═══ Provided entries ═══

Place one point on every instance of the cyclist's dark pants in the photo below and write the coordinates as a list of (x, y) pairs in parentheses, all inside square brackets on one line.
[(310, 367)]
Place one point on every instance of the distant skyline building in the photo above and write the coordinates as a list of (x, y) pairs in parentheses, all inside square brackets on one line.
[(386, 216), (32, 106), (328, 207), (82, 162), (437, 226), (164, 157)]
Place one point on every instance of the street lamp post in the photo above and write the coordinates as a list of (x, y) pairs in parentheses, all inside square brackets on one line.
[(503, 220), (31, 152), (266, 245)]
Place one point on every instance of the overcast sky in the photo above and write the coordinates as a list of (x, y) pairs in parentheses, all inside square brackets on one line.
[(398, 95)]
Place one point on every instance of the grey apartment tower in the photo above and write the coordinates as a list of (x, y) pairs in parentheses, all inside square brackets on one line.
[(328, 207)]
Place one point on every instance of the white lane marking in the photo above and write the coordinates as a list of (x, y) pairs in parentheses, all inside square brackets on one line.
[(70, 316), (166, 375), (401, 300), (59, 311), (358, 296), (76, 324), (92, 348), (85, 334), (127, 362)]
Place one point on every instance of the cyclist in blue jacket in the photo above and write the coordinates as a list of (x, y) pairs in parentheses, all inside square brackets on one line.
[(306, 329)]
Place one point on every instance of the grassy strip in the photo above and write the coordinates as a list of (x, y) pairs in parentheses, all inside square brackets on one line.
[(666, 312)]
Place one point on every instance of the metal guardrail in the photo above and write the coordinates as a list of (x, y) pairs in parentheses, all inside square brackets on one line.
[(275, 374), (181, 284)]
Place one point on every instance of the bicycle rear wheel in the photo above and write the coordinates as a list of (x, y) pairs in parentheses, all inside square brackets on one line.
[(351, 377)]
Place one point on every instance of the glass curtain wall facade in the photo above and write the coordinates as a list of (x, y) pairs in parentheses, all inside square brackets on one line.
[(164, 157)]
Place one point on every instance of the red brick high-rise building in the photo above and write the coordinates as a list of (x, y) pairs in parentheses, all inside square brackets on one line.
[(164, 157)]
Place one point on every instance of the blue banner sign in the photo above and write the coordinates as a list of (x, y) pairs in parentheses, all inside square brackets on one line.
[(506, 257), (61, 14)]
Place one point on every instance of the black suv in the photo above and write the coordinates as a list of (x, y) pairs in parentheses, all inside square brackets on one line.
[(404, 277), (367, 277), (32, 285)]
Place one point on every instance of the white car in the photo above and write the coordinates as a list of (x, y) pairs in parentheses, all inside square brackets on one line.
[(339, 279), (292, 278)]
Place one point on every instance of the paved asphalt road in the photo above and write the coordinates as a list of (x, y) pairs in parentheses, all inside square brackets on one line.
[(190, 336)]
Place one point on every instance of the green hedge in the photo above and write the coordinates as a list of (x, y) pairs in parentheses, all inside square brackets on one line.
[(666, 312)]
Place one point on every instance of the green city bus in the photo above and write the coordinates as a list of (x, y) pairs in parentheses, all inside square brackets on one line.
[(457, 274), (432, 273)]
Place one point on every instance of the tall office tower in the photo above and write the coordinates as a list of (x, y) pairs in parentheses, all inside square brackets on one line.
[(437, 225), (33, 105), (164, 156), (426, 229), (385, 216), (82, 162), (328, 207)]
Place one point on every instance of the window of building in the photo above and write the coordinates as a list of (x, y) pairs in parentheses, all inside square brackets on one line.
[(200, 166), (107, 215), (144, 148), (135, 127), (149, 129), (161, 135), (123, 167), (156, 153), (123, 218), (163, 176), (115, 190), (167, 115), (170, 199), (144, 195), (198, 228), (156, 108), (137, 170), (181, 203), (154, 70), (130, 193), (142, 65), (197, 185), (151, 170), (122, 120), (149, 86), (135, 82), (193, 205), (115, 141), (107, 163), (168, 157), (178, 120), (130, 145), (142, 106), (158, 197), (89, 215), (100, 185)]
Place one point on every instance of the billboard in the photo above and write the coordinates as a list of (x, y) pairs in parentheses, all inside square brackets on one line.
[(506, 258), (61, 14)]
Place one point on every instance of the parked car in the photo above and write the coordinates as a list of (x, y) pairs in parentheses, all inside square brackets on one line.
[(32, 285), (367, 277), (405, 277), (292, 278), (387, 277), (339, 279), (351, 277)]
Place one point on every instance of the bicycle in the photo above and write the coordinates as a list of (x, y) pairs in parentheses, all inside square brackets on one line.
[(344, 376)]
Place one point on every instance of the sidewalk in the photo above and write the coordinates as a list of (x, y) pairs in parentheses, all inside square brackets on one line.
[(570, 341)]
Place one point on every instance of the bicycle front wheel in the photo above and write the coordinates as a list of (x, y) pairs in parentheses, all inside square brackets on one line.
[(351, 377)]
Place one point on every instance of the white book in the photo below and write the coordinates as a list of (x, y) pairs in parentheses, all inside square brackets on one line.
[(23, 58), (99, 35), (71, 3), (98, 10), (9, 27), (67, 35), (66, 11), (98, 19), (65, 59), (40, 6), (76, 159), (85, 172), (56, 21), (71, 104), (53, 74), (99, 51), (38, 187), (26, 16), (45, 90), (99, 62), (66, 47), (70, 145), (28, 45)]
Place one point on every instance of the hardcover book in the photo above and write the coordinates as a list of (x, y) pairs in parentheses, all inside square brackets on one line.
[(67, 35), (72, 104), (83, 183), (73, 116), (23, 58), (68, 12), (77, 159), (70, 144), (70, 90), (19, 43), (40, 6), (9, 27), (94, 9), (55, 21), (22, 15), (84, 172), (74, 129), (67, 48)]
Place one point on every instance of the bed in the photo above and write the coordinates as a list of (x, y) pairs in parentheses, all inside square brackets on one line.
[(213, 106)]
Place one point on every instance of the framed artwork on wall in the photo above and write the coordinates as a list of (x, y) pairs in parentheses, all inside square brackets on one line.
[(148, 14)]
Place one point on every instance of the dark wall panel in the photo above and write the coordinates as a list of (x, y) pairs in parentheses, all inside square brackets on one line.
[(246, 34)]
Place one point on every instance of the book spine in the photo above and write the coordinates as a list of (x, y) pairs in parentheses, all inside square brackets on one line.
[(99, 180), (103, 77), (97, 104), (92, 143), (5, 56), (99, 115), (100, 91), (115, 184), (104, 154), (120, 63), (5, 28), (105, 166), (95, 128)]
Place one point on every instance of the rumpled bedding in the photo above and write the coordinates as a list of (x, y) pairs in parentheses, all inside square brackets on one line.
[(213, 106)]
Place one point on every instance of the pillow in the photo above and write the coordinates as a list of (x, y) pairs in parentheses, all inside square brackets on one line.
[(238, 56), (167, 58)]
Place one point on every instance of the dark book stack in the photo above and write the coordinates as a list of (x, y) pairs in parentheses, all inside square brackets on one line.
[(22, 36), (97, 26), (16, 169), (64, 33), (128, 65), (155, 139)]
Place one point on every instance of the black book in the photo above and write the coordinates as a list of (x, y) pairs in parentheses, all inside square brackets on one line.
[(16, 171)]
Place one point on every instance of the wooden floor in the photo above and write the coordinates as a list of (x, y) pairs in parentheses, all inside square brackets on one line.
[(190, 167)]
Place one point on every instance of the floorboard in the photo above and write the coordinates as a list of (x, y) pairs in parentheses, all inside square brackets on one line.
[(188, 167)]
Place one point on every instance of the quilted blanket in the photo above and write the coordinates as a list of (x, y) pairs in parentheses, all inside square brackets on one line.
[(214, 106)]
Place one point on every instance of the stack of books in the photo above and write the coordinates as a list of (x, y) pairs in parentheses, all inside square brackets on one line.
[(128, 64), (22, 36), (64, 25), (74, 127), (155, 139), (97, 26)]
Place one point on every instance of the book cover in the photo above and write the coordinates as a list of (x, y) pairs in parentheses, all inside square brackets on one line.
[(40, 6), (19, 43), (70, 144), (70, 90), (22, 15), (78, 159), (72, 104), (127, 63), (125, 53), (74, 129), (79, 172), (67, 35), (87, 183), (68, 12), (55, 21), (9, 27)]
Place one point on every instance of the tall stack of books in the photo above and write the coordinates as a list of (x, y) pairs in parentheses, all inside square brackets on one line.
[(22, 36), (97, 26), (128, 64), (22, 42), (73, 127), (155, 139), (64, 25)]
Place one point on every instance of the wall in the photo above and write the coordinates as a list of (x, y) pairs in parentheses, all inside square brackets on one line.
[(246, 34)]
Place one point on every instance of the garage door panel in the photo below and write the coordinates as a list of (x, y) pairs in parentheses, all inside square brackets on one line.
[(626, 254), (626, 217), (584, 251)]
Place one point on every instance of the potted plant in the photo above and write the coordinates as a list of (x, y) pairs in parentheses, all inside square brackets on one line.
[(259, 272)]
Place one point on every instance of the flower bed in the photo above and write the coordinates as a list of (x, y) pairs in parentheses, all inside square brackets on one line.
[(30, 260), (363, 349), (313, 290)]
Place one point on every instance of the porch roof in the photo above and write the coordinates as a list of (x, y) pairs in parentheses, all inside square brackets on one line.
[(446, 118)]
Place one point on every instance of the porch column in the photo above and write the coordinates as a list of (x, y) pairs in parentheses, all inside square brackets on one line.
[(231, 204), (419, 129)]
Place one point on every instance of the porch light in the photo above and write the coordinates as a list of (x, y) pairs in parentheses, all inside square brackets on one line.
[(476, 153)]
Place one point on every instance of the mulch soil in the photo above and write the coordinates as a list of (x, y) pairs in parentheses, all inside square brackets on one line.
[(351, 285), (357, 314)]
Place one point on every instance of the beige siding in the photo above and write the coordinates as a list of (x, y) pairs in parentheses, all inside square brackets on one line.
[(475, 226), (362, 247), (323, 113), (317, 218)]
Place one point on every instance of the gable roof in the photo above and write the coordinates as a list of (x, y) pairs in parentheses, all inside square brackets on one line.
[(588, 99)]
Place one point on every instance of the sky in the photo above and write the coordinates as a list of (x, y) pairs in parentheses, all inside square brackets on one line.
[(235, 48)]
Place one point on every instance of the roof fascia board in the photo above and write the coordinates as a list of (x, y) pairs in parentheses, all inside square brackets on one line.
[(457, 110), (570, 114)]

═══
═══ Provided entries ═══

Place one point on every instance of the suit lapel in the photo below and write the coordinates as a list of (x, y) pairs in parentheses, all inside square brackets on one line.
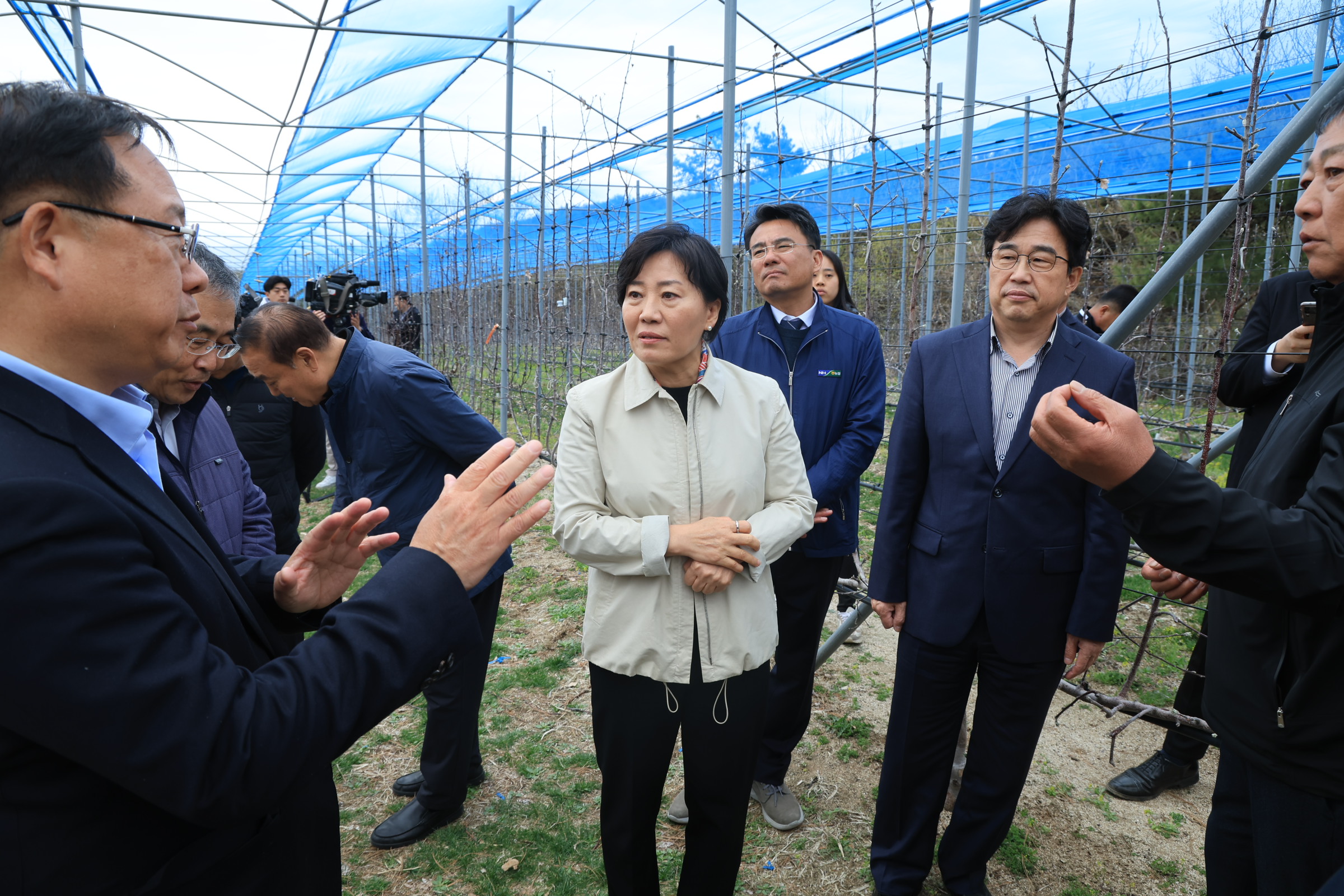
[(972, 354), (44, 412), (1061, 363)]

═══
═══ Provided entries ═══

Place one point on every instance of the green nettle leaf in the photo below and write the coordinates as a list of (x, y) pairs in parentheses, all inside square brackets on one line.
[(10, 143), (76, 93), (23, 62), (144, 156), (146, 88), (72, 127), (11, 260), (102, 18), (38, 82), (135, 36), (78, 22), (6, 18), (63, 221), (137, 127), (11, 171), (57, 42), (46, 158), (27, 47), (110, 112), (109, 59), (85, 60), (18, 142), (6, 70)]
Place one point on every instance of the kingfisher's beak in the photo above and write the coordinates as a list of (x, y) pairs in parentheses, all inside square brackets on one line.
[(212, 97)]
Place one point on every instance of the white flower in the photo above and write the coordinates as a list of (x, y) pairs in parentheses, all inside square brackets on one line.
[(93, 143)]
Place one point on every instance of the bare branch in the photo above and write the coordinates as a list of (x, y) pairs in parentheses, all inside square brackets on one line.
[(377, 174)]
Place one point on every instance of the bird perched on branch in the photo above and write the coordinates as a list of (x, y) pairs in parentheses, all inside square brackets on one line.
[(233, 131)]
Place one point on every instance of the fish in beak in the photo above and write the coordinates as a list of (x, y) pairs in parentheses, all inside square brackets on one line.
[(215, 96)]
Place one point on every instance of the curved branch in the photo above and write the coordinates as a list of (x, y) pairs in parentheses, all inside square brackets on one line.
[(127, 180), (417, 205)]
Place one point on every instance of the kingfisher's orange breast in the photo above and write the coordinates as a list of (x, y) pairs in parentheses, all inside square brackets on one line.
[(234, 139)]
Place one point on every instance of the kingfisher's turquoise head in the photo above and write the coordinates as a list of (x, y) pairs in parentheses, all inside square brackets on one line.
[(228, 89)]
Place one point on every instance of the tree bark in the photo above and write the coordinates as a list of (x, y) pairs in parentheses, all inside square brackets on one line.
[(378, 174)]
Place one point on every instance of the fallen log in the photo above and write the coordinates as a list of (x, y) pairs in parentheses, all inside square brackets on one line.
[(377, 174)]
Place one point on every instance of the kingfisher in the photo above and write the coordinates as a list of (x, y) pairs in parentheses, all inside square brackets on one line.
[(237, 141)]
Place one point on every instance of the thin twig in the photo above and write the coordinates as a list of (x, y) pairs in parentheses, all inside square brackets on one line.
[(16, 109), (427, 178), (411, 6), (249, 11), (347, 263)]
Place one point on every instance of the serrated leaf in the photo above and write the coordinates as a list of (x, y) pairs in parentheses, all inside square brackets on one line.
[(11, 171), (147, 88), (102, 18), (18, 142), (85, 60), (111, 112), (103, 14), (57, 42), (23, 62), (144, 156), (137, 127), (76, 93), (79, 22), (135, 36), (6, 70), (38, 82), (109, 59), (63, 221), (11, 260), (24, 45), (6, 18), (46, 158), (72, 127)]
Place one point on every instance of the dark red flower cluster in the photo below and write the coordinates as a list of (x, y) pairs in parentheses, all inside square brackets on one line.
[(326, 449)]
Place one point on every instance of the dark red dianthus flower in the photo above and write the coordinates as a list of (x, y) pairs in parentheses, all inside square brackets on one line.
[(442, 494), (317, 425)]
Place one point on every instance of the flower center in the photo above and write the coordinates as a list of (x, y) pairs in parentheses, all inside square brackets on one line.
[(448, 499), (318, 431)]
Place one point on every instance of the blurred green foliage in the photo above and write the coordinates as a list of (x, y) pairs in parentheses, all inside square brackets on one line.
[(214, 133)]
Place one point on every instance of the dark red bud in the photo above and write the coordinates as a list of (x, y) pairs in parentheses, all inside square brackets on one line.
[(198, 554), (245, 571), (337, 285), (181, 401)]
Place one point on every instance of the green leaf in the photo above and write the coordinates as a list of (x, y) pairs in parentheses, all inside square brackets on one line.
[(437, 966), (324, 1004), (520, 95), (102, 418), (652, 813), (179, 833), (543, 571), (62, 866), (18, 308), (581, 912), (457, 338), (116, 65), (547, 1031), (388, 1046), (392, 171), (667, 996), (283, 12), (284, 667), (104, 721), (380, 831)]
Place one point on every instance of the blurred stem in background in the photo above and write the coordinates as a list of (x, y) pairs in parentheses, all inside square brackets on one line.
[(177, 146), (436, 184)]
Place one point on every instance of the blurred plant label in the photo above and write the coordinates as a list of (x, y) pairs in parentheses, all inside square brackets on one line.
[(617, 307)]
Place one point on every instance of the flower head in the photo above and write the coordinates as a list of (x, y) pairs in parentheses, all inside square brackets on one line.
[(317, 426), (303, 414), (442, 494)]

═══

▶ [Exercise]:
Turn the lines starting with the one containing "Place one point on every instance of the kingfisher's orange" and going on through the one containing "[(234, 139)]" into a JSON list of strings, one string per line, with blank lines left out.

▶ [Result]:
[
  "Place one point on every instance of the kingfisher's orange breast in the photo above and write the coordinates as a list of (x, y) pairs in parentheses, all inside square brackets on one line.",
  "[(234, 139)]"
]